[Extrait source]
+++
La deuxième filière a été bien-sûr celle du Père Louis Poutrain curé dans le village de Saint Jean (commune de Pont du Fossé). On est dans le même cas de figure que le père Robin. C’était un premier contact mais il a pris d’énormes risques. Ce prêtre avait fondé en 1941 un lycée professionnel (menuiserie) où il avait fini par accueillir près de 50 jeunes (STO, juifs, Alsaciens….) à ses risques et périls. Nous raconterons plus loin son arrestation et sa déportation en septembre 1943. Il en est revenu …cachectique.
En réalité ce lycée était très vite devenu un tremplin, une plaque tournante, une filière pour la Résistance. Le Père poussait ces jeunes à rejoindre ensuite les vrais Maquis perchés dans la montagne. Il disait lui-même qu’il avait du mal à comprendre qu’un jeune n’intègre pas le Maquis et ne prenne pas les armes pour défendre son pays. Bien-sûr, il les laissait libre de leur choix.
Puis les jeunes intégraient les Maquis.
+++
[Exercice 1] Mettez à jour le passage de l'extrait sur le Père Poutrain situé entre "La deuxième filière" et "est revenu …cachectique." inclus, en y remplaçant "menuiserie" par "ébénisterie".
[Exercice 2]
Répondez à ces questions d'après l'extrait sur le Père Poutrain.
(a) En quelle année le Père Poutrain a-t-il fondé un lycée professionnel ?
(b) Dans quel village était-il curé ?
(c) Que poussait-il les jeunes à faire ensuite ?
[Exercice 3] Continuez le récit sur le Père Poutrain et la filière de la Résistance à partir de sa dernière phrase.
+++
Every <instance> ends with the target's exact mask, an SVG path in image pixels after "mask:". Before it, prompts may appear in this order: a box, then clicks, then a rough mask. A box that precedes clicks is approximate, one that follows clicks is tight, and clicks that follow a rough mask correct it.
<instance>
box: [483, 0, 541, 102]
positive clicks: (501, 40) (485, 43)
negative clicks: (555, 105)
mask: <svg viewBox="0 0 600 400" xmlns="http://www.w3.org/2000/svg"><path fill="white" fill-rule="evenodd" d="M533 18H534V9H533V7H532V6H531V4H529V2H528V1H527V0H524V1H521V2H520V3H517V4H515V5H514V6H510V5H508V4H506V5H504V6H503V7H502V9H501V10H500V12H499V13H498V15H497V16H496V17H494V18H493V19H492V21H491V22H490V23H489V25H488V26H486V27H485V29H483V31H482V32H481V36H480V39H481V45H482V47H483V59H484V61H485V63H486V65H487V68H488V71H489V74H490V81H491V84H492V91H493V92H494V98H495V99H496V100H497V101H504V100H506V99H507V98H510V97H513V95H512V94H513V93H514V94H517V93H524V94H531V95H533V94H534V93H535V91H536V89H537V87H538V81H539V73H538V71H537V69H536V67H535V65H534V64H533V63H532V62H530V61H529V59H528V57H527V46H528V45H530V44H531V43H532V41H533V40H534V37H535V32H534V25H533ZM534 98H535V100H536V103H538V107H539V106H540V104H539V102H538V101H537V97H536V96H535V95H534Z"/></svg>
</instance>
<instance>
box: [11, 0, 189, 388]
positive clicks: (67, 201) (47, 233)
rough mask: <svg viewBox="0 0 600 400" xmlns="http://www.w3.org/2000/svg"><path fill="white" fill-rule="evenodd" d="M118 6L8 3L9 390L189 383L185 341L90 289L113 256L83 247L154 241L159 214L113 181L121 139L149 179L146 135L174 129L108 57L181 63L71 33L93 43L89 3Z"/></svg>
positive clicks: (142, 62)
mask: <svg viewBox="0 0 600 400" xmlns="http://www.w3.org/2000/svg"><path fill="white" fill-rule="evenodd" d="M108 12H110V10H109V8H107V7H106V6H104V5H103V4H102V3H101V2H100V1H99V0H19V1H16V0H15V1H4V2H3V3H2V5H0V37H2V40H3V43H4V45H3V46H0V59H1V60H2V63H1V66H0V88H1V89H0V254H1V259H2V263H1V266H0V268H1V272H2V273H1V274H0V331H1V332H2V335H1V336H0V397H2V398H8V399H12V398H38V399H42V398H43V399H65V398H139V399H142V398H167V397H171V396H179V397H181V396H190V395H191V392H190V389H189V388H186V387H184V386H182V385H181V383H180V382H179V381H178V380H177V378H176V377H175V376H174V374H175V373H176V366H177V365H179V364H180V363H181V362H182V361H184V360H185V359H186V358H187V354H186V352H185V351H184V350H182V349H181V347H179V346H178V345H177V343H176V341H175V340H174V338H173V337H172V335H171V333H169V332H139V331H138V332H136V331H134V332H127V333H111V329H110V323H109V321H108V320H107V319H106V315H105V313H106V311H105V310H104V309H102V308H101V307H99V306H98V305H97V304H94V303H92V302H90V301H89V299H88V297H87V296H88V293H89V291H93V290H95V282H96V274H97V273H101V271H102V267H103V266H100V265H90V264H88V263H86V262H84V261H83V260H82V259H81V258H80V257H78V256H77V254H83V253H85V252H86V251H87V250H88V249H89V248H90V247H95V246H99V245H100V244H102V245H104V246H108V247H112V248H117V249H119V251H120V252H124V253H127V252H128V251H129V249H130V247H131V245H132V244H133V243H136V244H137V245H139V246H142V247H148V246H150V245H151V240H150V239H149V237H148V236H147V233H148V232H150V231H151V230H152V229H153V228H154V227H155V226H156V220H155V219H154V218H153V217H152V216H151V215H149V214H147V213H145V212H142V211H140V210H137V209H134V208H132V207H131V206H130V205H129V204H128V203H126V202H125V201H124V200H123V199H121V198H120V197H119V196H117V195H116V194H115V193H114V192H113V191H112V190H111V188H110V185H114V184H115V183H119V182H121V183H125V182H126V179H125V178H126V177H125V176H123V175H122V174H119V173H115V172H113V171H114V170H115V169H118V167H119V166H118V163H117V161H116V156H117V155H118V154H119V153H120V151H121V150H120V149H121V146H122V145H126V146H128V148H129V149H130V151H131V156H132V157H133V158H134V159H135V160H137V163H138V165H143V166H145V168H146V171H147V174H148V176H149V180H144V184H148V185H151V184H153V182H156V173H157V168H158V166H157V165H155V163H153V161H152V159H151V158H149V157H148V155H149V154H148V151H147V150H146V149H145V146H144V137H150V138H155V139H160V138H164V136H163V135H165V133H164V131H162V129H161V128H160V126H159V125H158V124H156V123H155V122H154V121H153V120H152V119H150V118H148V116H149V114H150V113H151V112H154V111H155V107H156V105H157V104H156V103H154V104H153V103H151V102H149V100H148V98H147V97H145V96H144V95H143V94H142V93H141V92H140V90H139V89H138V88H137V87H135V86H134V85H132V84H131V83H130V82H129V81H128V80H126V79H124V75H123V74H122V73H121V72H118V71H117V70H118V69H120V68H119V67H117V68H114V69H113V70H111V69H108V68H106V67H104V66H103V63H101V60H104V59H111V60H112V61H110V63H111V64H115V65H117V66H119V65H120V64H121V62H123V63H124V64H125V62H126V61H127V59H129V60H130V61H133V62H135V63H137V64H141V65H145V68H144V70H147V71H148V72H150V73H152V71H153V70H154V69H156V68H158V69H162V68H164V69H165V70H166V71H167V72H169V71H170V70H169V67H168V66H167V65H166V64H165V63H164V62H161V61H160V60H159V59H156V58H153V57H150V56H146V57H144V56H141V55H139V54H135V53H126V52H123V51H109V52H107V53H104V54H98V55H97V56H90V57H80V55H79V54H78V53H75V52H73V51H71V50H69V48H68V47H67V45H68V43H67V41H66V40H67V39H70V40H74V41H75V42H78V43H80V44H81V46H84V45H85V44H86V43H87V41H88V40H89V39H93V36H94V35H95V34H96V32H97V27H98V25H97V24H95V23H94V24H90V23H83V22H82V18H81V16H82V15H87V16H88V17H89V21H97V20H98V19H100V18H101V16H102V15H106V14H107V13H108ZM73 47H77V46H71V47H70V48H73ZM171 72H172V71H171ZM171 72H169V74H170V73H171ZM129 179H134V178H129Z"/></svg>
+++
[Réponse attendue 1]
La deuxième filière a été bien-sûr celle du Père Louis Poutrain curé dans le village de Saint Jean (commune de Pont du Fossé). On est dans le même cas de figure que le père Robin. C’était un premier contact mais il a pris d’énormes risques. Ce prêtre avait fondé en 1941 un lycée professionnel (ébénisterie) où il avait fini par accueillir près de 50 jeunes (STO, juifs, Alsaciens….) à ses risques et périls. Nous raconterons plus loin son arrestation et sa déportation en septembre 1943. Il en est revenu …cachectique.

[Réponse attendue 2]
(a) En 1941.
(b) Dans le village de Saint Jean, commune de Pont du Fossé.
(c) À rejoindre les vrais Maquis perchés dans la montagne.

[Réponse attendue 3]
Présentation des 4 camps de Champoléon
Cette photo est exceptionnelle. Elle a été prise le 11 novembre 1943. Les Résistants fêtent avec le colonel Daviron l’armistice du 11 novembre 1918 au camp des Tourronds dans la montagne. Le 12 novembre 1943 (le lendemain) le camp sera attaqué par les Allemands. Les maquisards prévenus par la gendarmerie, ont pu rapidement cacher le matériel et s’échapper avant leur arrivée. A la libération cette photo a été retrouvée dans les affaires de la Gestapo laissées sur place à Gap. Mystère ! La pellicule a-t-elle été récupérée par les Allemands au moments de leur attaque ? Certains ont affirmé que c’était le jeune Grasset qui l’avait transmise aux Allemands.
« Les camps de base étaient joyeux et pleins d’amitié » (Richard Duchamblo)
Le père Louis Poutrain, en les voyant s’entendre si bien, prêts à rendre service à tout moment et parfois au péril de leur vie, disait d’eux dans son livre « La déportation au coeur d’une vie », « Quelle belle jeunesse… »
Richard Duchamblo va dans le même sens : « Ses compagnons de Résistance étaient pour la plupart des héros qui n’hésitaient pas à risquer leur vie. Mais, les coups durs une fois passés, ils se reposaient en savourant les plaisirs de la vie. »
Parmi ces militaires, ils y avaient beaucoup d’anciens scouts, et « les veillées étaient magnifiques, avec un grand feu, des chants, des histoires où tous riaient bien volontiers. »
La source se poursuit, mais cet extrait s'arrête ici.